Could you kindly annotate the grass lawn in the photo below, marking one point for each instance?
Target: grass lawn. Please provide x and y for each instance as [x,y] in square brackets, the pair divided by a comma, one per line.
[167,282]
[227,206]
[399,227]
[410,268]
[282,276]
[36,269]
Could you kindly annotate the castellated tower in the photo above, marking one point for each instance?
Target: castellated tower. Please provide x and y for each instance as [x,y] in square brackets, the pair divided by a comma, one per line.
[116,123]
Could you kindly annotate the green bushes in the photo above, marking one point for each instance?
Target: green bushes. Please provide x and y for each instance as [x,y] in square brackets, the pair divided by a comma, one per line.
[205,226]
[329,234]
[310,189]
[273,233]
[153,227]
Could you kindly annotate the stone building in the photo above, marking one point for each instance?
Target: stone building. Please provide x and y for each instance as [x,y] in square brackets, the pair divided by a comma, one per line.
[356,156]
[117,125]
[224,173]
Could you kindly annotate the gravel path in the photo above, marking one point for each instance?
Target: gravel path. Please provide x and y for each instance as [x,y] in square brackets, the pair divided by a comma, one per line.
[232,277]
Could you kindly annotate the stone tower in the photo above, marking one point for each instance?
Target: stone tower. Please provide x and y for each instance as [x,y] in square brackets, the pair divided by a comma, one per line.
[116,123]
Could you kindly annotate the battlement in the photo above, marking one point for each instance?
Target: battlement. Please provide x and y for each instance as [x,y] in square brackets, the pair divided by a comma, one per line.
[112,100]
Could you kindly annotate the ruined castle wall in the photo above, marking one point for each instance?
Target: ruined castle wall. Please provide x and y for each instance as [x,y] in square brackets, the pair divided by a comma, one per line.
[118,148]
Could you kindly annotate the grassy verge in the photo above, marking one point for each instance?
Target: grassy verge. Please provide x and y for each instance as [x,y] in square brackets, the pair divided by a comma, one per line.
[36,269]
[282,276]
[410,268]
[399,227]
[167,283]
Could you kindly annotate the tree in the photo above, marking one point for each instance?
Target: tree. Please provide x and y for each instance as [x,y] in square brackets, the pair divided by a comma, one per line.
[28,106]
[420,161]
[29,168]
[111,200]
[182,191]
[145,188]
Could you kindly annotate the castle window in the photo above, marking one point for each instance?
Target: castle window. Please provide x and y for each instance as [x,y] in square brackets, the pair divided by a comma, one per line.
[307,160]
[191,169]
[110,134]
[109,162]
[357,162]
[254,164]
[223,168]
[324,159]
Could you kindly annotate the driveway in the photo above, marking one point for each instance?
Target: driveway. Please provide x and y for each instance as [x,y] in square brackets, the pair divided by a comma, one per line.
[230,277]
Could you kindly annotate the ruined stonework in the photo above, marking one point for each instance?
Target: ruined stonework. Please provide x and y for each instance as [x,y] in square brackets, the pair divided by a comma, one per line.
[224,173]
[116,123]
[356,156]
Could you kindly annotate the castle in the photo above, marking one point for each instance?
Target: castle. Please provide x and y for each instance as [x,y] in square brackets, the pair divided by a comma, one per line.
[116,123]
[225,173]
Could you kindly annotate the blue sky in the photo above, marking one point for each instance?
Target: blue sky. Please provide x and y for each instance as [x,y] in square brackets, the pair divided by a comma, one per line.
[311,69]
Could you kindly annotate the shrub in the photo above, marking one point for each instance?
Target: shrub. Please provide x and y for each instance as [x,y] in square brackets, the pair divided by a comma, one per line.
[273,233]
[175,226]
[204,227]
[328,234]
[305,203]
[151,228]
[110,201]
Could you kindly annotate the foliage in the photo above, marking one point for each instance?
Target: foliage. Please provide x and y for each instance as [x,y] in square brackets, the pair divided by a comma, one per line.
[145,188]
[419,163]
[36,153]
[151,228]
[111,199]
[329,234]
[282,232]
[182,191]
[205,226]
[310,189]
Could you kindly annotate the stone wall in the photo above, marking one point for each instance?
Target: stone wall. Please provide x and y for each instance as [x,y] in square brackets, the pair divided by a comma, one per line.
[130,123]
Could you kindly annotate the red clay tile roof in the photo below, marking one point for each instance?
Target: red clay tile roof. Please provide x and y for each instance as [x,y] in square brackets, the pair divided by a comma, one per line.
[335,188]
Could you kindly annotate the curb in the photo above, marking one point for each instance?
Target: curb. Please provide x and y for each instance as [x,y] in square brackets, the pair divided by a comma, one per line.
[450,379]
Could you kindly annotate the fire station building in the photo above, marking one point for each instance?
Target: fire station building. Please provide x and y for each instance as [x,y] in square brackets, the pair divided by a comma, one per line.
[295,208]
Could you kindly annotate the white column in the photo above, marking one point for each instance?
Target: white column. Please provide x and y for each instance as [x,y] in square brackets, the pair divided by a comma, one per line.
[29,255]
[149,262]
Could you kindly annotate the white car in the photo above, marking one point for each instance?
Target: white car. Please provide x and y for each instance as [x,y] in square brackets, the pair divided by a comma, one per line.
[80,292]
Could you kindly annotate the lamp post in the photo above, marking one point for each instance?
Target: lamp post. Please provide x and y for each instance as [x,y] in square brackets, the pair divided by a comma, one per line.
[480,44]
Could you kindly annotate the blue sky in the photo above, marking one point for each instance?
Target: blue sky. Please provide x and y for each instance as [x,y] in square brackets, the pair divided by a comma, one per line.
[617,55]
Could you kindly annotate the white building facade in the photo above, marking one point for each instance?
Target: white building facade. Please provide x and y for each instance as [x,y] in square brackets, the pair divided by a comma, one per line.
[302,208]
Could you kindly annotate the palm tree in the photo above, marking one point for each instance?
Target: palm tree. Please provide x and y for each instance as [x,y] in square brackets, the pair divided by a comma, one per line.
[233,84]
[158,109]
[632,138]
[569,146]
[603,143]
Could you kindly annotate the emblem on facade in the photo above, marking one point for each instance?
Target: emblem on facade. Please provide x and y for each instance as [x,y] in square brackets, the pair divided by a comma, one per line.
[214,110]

----------

**Work to complete**. Take the entries and copy them out exactly.

**Answer to this exercise**.
Could you kindly annotate the grass lawn in the photo below, marking one point for each instance?
Target: grass lawn. Please provide x and y for each instance as [x,y] in square brackets, the pair divided by a comma, one per line.
[167,282]
[227,206]
[399,227]
[410,268]
[282,276]
[36,269]
Could you kindly annotate the castellated tower in the photo above, marking one point for each instance?
Target: castellated tower. Please provide x and y for each instance as [x,y] in square brackets, the pair divided by a comma, one per line.
[116,123]
Could you kindly annotate the green bushes in the photo above, marking one point for each instance?
Target: green bushes. Please provide x and y for each instance as [x,y] in square brackets, the pair divided by a comma, one per line.
[205,226]
[329,234]
[310,189]
[273,233]
[153,227]
Could you kindly annotate the stone building in the photo above, marking one point for each instance?
Target: stone building. Please provide x and y for each instance as [x,y] in square brackets, the pair divided by a comma, one per line.
[356,156]
[117,125]
[224,173]
Could you kindly annotate the gravel path in the photo above, marking one point for each instance?
Target: gravel path. Please provide x and y for each instance as [x,y] in square brackets, the pair divided by a comma, one per line.
[232,277]
Could you kindly annotate the stone tower in the photo above, marking one point for each instance?
Target: stone tower. Please provide x and y for each instance as [x,y] in square brackets, the pair divided by a comma, one per line.
[116,123]
Could you kindly annotate the battlement in the photo above, marking one point for each instance?
Target: battlement. Please provide x and y for each instance as [x,y] in square brackets, the pair divided by a comma, one per line.
[112,100]
Could you kindly annotate the ruined castle wall in the photo above, marking one point for each instance?
Target: ruined castle wall. Please provide x and y for each instance as [x,y] in square brackets, the pair divided by a comma, one per line.
[118,148]
Could you kindly annotate the grassy verge in the photo above, marking one point for each instance?
Target: grassy verge. Please provide x and y for each instance as [x,y] in square brackets, the pair divided by a comma, one per line.
[36,269]
[282,276]
[410,268]
[399,227]
[167,283]
Could you kindly annotate the tree in the photo above, marking one point for each instance?
Target: tree. Please provide x and y for each instance as [x,y] in square brackets, the pair divided by a comma, one per line.
[28,106]
[420,161]
[29,168]
[111,200]
[182,191]
[145,188]
Could you kindly annotate the castle window in the photo above, marking one point for each instance?
Target: castle window. Please provide x and y for each instance as [x,y] in square brackets, the pair divided by a comma, one per line.
[307,160]
[191,169]
[110,134]
[109,162]
[357,162]
[254,164]
[223,168]
[324,159]
Could you kindly annotate the driveway in the photo above, marking one point for each instance?
Target: driveway. Please provide x and y for each instance as [x,y] in square brackets, the pair divided by a comma, one per line.
[230,277]
Could you kindly annotate the ruined stonework in the photo above, marking one point for each instance?
Target: ruined stonework. Please provide x and y for each instance as [x,y] in square brackets, the pair divided by a comma, one per line.
[224,173]
[116,123]
[356,156]
Could you kindly annotate the castle in the photo above, marking one point for each instance?
Target: castle. Please provide x and y for each instance as [x,y] in square brackets, the pair divided by a comma, one per line.
[116,123]
[225,173]
Could you kindly annotate the blue sky in the photo above, marking one point for each instance?
Target: blue sky. Please provide x and y for each instance as [x,y] in square brackets, the pair divided by a comma, one per line.
[311,69]
Could you kindly annotate the shrub in the photo above, marking one point for each instance?
Target: shrub. Please provide x and y for each instance as [x,y] in square brackets, the pair divided by a comma, one per line.
[273,233]
[175,226]
[204,227]
[328,234]
[305,203]
[151,228]
[110,201]
Could you kindly annotate the foliage in the photo above, marking one point for each instance?
Target: foliage. Please provide x and y for each instance as [x,y] in square brackets, the pair divided by a comma, one per line.
[145,188]
[419,163]
[36,153]
[151,228]
[111,199]
[329,234]
[282,232]
[182,191]
[205,226]
[310,189]
Could you kindly annotate the stone wall in the photo above, marking one point for each instance?
Target: stone wall. Please provide x and y for each instance as [x,y] in square brackets, the pair divided by a comma, one per line.
[130,123]
Could you kindly annotate the red clay tile roof in the photo below, marking one point for each instance?
Target: red clay tile roof. Please provide x and y for each instance as [x,y] in square brackets, the pair divided by a comma, one per line.
[335,188]
Could you kindly annotate the curb in the photo above, marking one point for each instance?
Target: curb. Please provide x and y for each instance as [x,y] in square brackets, the pair divided by a comma, one per line.
[450,379]
Could you kindly annotate the fire station building in the photo above, marking one point for each instance?
Target: fire station building. Please provide x and y for each instance as [x,y] in square brackets, the pair divided by a comma, one per line.
[295,208]
Could you kindly annotate the white column in the photo above, marking one point for each instance?
Target: white column. Please provide x and y for each instance as [x,y] in square brackets, the pair divided by a comma, one per line.
[29,255]
[149,262]
Could you kindly annotate the white car in the photo above, marking one point for each instance?
Target: white car. Please provide x and y for each instance as [x,y] in square brackets, the pair divided by a comma, one per line.
[80,292]
Could you kindly annotate the lamp post in the photo above, marking one point for each instance?
Target: lamp post. Please provide x and y for each instance as [x,y] in square brackets, the pair divided by a comma, one per line.
[480,44]
Could you kindly annotate the blue sky in the photo above, marking one point for each instance?
Target: blue sky. Please provide x and y for each instance as [x,y] in square brackets, the pair divided by a comma, one per line.
[617,55]
Could you kindly annotate the white building facade in the photo above, marking one point for each instance?
Target: white building facade. Please provide x and y for each instance as [x,y] in square brackets, the pair divided by a comma, one per line.
[302,208]
Could you kindly annotate the palm tree in the photo above, marking one point for each instance?
Target: palm tree. Please provide x and y for each instance as [x,y] in square brackets, the pair divided by a comma, one per line.
[233,84]
[158,109]
[632,138]
[569,146]
[603,143]
Could you kindly annotate the emblem on facade in the photo above, marking one point for each instance?
Target: emblem on facade. Please provide x and y for each instance as [x,y] in square brackets, the pair divided by a comma, one per line.
[214,110]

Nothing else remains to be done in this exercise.